Dataset excerpt

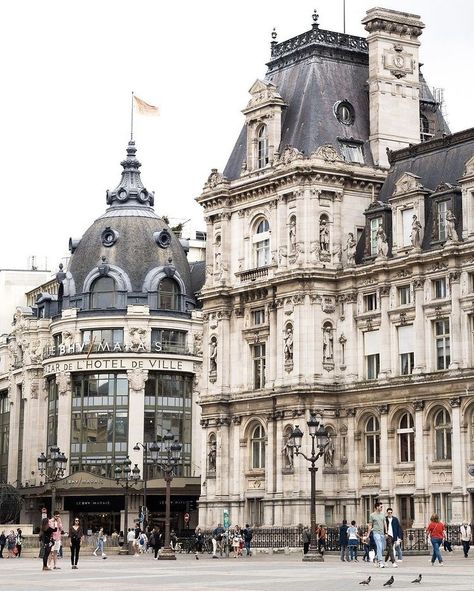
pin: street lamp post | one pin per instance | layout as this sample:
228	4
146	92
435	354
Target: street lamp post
126	477
53	469
167	456
319	440
145	448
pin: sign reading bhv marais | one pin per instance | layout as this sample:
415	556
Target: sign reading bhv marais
117	361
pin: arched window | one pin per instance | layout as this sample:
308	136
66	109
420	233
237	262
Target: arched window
442	425
261	244
262	147
257	442
103	293
168	295
406	438
372	441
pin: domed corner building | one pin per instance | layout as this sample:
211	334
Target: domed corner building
108	366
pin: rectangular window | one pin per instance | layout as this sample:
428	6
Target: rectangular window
259	362
404	295
166	340
374	226
370	302
439	288
442	344
441	211
258	316
407	220
406	345
352	152
373	366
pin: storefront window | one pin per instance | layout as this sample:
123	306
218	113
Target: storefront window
99	430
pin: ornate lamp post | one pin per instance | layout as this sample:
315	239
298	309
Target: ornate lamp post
319	440
126	477
145	448
52	468
167	456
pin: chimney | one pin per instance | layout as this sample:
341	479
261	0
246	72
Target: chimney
394	86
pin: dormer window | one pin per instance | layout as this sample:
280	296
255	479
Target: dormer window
103	293
262	147
261	243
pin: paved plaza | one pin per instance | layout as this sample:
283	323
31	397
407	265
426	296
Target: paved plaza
257	573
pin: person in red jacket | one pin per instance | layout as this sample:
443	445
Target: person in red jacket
437	533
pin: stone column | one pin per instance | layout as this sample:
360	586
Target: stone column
385	334
136	414
63	381
385	455
455	339
420	517
420	337
457	463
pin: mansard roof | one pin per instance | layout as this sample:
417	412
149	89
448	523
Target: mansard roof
436	162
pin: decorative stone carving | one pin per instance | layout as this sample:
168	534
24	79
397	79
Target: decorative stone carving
136	379
137	339
382	244
451	234
415	235
63	381
350	249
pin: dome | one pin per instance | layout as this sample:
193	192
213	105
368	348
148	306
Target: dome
130	244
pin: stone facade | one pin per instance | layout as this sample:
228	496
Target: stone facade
334	286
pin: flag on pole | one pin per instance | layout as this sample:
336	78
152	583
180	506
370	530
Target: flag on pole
145	108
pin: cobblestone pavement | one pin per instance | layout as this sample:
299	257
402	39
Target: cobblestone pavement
257	573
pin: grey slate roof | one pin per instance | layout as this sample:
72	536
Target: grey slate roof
438	161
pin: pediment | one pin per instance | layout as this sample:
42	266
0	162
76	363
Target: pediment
407	182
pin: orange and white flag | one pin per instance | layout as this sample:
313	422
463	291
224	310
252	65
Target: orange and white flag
145	108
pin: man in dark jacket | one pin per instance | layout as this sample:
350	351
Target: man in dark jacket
394	532
344	541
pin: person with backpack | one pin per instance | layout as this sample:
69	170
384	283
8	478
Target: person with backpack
248	535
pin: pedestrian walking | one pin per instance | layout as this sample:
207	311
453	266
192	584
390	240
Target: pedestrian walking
76	536
437	533
377	527
466	533
248	535
101	539
46	537
393	533
344	540
19	542
353	541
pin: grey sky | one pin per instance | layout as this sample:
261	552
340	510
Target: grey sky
69	69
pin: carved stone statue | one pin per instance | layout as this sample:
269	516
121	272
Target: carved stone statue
328	345
292	235
451	233
415	235
213	355
329	453
382	244
324	235
288	453
288	346
350	248
211	456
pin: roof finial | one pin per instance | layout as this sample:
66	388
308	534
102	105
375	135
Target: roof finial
315	17
274	41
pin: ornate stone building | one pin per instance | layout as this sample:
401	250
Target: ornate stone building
340	270
109	359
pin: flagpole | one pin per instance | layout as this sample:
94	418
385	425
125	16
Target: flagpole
131	120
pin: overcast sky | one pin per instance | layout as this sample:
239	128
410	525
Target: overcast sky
69	68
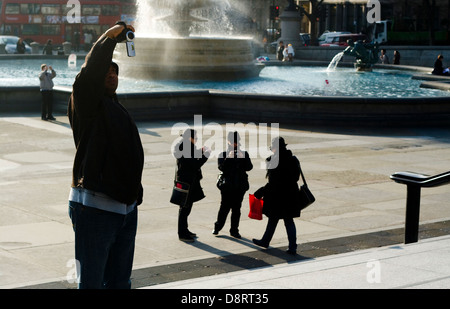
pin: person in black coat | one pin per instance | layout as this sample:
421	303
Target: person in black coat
189	162
280	194
234	163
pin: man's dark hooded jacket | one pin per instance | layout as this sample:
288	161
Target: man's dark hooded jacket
109	156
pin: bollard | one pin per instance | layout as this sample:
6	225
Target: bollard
412	214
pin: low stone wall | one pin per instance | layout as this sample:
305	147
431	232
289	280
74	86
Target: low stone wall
410	55
242	107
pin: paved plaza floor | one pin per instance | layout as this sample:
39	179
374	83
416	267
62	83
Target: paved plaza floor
347	169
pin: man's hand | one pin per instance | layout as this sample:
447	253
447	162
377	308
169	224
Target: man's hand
116	30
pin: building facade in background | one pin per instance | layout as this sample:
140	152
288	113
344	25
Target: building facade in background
410	21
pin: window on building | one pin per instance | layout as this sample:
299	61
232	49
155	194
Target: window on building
51	29
12	8
51	9
30	29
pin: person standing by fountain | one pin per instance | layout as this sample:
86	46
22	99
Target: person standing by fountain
190	159
280	51
46	86
383	57
279	194
234	164
106	181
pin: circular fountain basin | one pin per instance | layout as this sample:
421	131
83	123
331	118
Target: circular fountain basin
299	95
189	58
273	80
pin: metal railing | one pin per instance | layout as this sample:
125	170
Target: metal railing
414	182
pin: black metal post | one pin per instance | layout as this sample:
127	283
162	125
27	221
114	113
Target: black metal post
412	214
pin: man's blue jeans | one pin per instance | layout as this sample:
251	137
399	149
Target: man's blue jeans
290	230
104	246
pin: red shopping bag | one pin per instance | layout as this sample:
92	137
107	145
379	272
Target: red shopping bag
255	207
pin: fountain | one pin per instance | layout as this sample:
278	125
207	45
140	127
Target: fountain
366	54
179	54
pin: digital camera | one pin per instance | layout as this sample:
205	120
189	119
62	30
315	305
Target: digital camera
127	36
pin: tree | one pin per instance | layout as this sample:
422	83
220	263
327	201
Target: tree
316	11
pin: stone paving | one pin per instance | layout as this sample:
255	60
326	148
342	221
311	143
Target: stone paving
347	169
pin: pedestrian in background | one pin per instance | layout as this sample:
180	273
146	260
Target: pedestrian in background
190	159
48	48
234	163
280	194
46	86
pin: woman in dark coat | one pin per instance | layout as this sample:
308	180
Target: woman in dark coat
189	162
234	164
280	194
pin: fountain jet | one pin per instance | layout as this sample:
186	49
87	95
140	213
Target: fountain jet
182	56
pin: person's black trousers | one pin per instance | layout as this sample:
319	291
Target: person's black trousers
231	200
47	104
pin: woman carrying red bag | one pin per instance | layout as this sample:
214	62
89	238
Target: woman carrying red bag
280	194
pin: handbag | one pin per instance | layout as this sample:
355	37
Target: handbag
305	197
256	206
221	181
180	192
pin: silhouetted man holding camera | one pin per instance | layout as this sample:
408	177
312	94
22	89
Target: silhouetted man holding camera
107	170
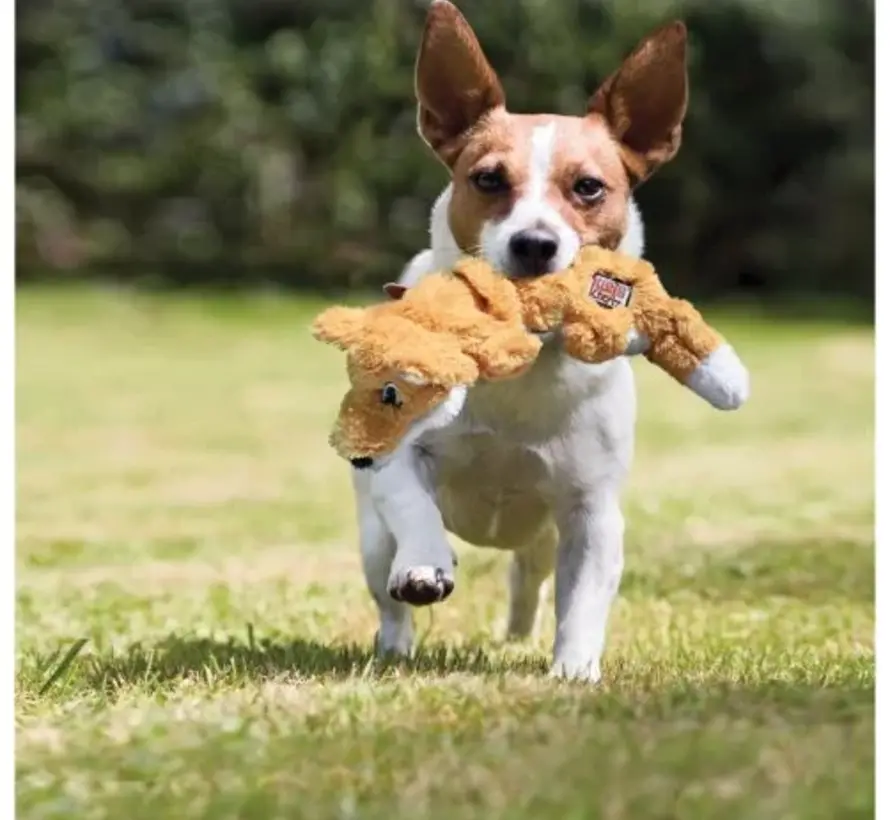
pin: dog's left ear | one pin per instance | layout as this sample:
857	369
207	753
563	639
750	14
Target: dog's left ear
644	101
454	83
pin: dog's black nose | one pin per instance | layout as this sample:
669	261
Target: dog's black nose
533	250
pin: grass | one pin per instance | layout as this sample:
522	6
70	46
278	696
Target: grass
193	630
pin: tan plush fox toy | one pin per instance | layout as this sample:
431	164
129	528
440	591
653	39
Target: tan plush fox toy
413	358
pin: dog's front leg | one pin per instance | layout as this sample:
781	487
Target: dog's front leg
589	563
378	547
422	570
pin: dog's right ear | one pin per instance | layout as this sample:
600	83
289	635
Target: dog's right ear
644	101
454	84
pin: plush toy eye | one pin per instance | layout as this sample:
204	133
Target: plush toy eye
491	182
590	189
390	395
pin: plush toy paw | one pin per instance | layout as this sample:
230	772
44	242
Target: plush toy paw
721	379
421	586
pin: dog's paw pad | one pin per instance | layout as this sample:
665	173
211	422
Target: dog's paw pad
577	671
421	586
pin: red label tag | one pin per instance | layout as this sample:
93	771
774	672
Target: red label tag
608	292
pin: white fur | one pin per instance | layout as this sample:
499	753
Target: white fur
532	210
721	379
534	465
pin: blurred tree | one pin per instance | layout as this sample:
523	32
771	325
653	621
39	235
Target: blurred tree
260	141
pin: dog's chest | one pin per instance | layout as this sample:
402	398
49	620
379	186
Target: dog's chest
523	434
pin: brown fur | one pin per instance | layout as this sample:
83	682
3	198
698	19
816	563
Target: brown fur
632	126
679	337
450	330
471	323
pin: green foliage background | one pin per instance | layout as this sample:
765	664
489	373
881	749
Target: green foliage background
272	141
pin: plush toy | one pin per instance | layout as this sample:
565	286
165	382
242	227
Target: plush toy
607	305
413	357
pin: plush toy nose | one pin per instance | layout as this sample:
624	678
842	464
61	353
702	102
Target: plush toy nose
533	250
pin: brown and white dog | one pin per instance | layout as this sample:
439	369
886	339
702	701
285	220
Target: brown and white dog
536	464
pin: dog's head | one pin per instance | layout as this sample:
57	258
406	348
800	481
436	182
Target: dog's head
529	190
403	380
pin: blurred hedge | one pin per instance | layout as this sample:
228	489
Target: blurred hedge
260	141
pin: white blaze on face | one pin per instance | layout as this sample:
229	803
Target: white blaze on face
532	209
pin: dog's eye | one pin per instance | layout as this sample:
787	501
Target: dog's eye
490	182
590	189
390	395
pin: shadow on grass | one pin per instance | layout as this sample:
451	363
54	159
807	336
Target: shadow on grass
176	658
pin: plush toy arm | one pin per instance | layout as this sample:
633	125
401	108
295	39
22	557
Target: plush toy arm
677	339
504	353
594	334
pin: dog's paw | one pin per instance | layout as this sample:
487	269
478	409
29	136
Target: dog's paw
421	586
580	671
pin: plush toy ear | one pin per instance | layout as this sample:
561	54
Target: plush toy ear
394	290
340	326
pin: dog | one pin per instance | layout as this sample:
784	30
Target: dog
536	464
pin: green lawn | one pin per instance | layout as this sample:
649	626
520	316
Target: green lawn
180	511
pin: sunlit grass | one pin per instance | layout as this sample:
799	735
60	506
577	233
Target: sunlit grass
180	511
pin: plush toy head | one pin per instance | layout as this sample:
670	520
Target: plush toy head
403	379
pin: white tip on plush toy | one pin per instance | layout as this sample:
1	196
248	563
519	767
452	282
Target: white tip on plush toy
721	379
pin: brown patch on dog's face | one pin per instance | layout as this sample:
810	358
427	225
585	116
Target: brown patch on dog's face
575	183
582	149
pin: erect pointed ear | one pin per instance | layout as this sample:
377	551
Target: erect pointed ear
644	101
340	326
394	290
454	84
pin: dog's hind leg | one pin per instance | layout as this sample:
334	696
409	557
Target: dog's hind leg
395	635
530	568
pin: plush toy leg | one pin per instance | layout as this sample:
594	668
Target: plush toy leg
395	635
721	379
506	354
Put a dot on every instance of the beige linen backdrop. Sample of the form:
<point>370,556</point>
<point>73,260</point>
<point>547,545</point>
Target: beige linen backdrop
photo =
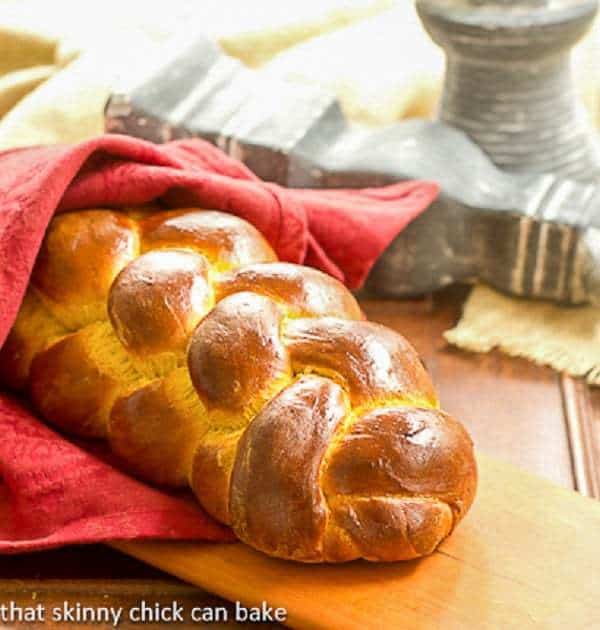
<point>59,60</point>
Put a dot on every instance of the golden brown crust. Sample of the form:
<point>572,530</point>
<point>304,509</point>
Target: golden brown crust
<point>302,291</point>
<point>155,430</point>
<point>79,258</point>
<point>373,362</point>
<point>226,240</point>
<point>70,390</point>
<point>236,353</point>
<point>286,442</point>
<point>156,302</point>
<point>314,434</point>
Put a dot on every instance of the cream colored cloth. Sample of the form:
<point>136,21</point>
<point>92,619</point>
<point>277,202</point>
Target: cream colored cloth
<point>60,59</point>
<point>567,339</point>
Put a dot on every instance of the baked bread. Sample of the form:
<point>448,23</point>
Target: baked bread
<point>178,337</point>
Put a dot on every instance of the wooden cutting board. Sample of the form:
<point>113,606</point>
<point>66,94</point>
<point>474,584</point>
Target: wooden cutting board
<point>527,556</point>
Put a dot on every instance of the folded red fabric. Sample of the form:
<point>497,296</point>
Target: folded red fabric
<point>57,493</point>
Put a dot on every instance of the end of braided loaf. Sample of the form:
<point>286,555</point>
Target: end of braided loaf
<point>178,337</point>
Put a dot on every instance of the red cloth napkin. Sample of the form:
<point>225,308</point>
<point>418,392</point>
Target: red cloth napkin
<point>57,493</point>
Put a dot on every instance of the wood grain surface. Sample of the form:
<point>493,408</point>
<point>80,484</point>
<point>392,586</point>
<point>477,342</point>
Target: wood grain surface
<point>517,412</point>
<point>527,556</point>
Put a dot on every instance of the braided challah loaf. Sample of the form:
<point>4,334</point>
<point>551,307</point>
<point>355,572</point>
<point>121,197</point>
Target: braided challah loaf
<point>178,337</point>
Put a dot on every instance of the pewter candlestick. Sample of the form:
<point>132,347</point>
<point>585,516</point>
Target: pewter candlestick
<point>508,81</point>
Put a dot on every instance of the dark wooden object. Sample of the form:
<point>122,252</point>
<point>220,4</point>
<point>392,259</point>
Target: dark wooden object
<point>528,415</point>
<point>529,234</point>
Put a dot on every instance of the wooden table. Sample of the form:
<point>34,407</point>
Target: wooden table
<point>528,415</point>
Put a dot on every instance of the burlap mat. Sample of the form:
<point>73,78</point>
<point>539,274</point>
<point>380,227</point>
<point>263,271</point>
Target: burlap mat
<point>60,59</point>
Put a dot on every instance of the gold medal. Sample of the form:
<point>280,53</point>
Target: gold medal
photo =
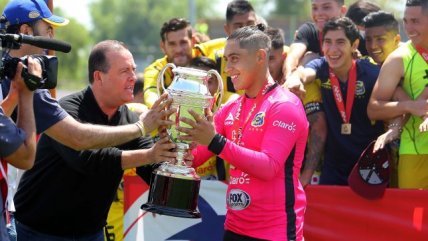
<point>346,129</point>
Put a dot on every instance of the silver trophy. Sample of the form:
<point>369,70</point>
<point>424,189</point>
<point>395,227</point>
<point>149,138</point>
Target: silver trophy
<point>174,187</point>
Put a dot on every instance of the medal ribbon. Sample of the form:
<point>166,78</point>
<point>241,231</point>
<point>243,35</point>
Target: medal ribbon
<point>423,52</point>
<point>238,124</point>
<point>320,39</point>
<point>337,93</point>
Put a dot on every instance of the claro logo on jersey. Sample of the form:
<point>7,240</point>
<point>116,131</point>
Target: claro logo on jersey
<point>291,127</point>
<point>238,199</point>
<point>259,119</point>
<point>229,120</point>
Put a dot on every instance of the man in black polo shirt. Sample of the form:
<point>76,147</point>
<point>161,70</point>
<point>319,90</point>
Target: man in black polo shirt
<point>68,193</point>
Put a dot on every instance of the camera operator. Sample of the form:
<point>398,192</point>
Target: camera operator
<point>17,142</point>
<point>33,17</point>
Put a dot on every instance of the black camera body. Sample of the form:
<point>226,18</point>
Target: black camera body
<point>49,66</point>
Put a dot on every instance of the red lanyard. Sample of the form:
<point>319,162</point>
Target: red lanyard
<point>350,94</point>
<point>238,126</point>
<point>423,52</point>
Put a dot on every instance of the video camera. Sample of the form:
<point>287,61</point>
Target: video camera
<point>49,64</point>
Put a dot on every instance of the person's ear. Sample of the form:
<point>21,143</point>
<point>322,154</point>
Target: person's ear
<point>162,46</point>
<point>355,45</point>
<point>26,29</point>
<point>397,40</point>
<point>261,55</point>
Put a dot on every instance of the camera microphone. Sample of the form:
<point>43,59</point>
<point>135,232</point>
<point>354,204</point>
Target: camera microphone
<point>38,41</point>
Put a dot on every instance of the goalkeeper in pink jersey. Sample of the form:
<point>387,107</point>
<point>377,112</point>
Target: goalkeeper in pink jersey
<point>263,136</point>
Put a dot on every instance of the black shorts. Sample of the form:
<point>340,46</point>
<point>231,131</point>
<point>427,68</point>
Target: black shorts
<point>231,236</point>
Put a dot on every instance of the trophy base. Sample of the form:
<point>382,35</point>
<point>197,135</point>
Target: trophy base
<point>173,195</point>
<point>175,212</point>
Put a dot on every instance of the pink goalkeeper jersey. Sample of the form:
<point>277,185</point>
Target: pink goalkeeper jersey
<point>265,199</point>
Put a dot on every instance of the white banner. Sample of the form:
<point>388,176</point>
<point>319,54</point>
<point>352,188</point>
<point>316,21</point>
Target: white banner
<point>145,226</point>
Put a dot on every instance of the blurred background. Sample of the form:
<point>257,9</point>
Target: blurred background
<point>137,23</point>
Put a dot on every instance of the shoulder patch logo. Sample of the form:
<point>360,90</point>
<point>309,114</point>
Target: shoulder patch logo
<point>229,120</point>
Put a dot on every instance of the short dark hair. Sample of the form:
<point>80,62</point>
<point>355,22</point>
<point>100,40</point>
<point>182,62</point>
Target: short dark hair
<point>98,57</point>
<point>14,29</point>
<point>359,9</point>
<point>276,36</point>
<point>381,19</point>
<point>252,37</point>
<point>418,3</point>
<point>203,62</point>
<point>237,7</point>
<point>175,24</point>
<point>349,27</point>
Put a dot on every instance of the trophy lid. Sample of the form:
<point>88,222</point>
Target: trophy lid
<point>190,80</point>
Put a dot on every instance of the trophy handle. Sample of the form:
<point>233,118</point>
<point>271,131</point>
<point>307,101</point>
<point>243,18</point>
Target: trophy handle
<point>220,90</point>
<point>160,80</point>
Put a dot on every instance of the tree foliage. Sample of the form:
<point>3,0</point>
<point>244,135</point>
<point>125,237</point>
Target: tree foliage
<point>73,66</point>
<point>137,22</point>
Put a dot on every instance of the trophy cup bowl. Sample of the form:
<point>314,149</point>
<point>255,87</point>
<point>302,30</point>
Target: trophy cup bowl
<point>174,188</point>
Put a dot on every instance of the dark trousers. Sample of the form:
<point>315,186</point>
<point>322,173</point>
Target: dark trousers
<point>231,236</point>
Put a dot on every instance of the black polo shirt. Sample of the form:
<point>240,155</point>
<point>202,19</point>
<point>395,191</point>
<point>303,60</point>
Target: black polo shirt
<point>68,192</point>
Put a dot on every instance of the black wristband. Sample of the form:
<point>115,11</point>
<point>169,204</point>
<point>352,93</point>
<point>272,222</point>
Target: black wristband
<point>217,144</point>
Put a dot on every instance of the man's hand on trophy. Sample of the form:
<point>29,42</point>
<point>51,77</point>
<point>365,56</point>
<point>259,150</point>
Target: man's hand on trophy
<point>202,131</point>
<point>161,151</point>
<point>188,158</point>
<point>158,114</point>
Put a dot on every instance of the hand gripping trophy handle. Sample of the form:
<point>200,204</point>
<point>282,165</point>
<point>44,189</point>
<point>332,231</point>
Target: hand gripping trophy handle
<point>218,96</point>
<point>160,80</point>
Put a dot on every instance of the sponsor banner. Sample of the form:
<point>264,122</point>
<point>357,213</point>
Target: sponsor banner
<point>336,213</point>
<point>333,214</point>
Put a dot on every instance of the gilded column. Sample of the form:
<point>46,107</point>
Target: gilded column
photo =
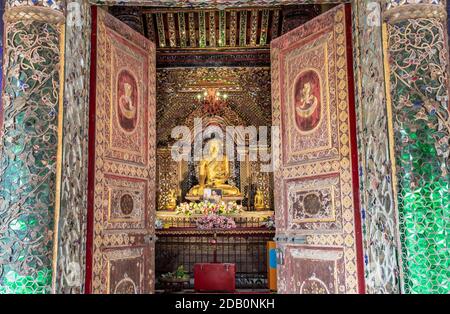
<point>377,208</point>
<point>30,145</point>
<point>416,66</point>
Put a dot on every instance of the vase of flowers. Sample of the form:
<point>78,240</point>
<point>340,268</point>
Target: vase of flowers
<point>206,208</point>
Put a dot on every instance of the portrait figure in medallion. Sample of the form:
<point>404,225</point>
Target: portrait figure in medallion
<point>127,96</point>
<point>307,101</point>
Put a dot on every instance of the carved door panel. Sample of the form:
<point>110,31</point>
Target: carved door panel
<point>122,152</point>
<point>316,181</point>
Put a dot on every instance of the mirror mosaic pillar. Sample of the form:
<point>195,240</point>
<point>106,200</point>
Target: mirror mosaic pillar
<point>416,66</point>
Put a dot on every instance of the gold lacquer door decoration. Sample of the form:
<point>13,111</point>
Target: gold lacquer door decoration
<point>316,182</point>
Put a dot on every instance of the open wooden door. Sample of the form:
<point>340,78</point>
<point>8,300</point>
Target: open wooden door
<point>316,184</point>
<point>121,195</point>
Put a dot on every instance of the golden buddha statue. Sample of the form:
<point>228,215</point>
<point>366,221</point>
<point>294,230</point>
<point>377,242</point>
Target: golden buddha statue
<point>259,200</point>
<point>214,171</point>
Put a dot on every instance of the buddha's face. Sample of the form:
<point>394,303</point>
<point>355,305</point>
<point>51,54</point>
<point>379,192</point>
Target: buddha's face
<point>128,90</point>
<point>306,89</point>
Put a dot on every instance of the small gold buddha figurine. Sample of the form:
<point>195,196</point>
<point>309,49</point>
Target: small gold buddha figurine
<point>214,171</point>
<point>172,200</point>
<point>259,200</point>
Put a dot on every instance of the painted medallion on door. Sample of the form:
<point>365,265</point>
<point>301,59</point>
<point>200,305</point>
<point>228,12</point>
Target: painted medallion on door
<point>127,111</point>
<point>307,101</point>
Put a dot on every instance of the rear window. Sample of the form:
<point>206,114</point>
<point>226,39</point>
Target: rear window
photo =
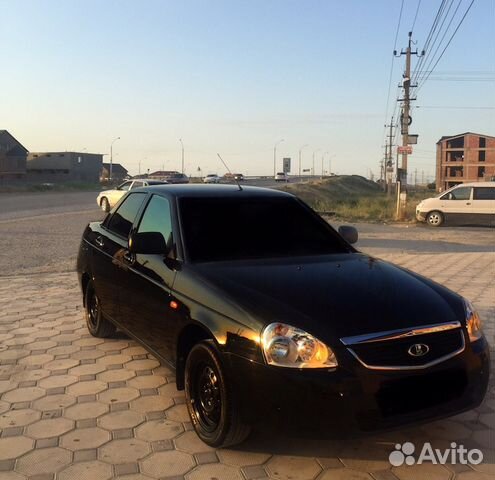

Problem description
Express as a Markdown table the lines of the items from the line that contains "Put a dot on every instance of the camera microphone." through the line that contains "<point>190,80</point>", including both. Use two columns, No. and Line, giving each line a row number and leaving out blank lines.

Solution for this problem
| No. | Line |
|---|---|
| 1 | Put a dot on every instance of the camera microphone. Sample of the form: |
| 2 | <point>43,59</point> |
| 3 | <point>135,232</point> |
| 4 | <point>354,204</point> |
| 5 | Target: camera microphone |
| 6 | <point>38,41</point> |
| 7 | Put a dot on every instance of the goalkeeper in pink jersey. Sample of the form: |
| 8 | <point>387,107</point> |
| 9 | <point>377,112</point> |
| 10 | Target: goalkeeper in pink jersey |
| 11 | <point>263,136</point> |
| 12 | Put a dot on every instance of the black shorts. Sample of the form: |
| 13 | <point>340,46</point> |
| 14 | <point>231,131</point> |
| 15 | <point>427,68</point> |
| 16 | Target: black shorts |
| 17 | <point>231,236</point> |
| 18 | Put a dot on every instance of the trophy base. Sample of the form: |
| 19 | <point>382,35</point> |
| 20 | <point>197,135</point> |
| 21 | Target: trophy base |
| 22 | <point>173,195</point> |
| 23 | <point>175,212</point> |
| 24 | Put a dot on every instance of the pink goalkeeper jersey. Sample of the form: |
| 25 | <point>277,185</point> |
| 26 | Target: pink goalkeeper jersey |
| 27 | <point>265,199</point> |
| 28 | Put a dot on every instance of the white banner. Sample of the form: |
| 29 | <point>388,176</point> |
| 30 | <point>319,54</point> |
| 31 | <point>352,188</point> |
| 32 | <point>316,21</point> |
| 33 | Target: white banner |
| 34 | <point>145,226</point> |
| 35 | Put a dot on every instance of the blurred background. Sample of the form: |
| 36 | <point>257,9</point> |
| 37 | Target: blurred background |
| 38 | <point>137,23</point> |
| 39 | Put a dot on every instance of the shoulder patch logo. Sample of the form: |
| 40 | <point>360,90</point> |
| 41 | <point>309,114</point> |
| 42 | Target: shoulder patch logo |
| 43 | <point>229,120</point> |
| 44 | Put a dot on every instance of the short dark hair. Sample of the form: |
| 45 | <point>80,62</point> |
| 46 | <point>355,22</point> |
| 47 | <point>100,40</point> |
| 48 | <point>182,62</point> |
| 49 | Target: short dark hair |
| 50 | <point>98,57</point> |
| 51 | <point>14,29</point> |
| 52 | <point>359,9</point> |
| 53 | <point>276,36</point> |
| 54 | <point>381,19</point> |
| 55 | <point>252,37</point> |
| 56 | <point>418,3</point> |
| 57 | <point>203,62</point> |
| 58 | <point>237,7</point> |
| 59 | <point>175,24</point> |
| 60 | <point>349,27</point> |
| 61 | Put a dot on every instance of the trophy lid. Sample of the form: |
| 62 | <point>88,222</point> |
| 63 | Target: trophy lid |
| 64 | <point>190,80</point> |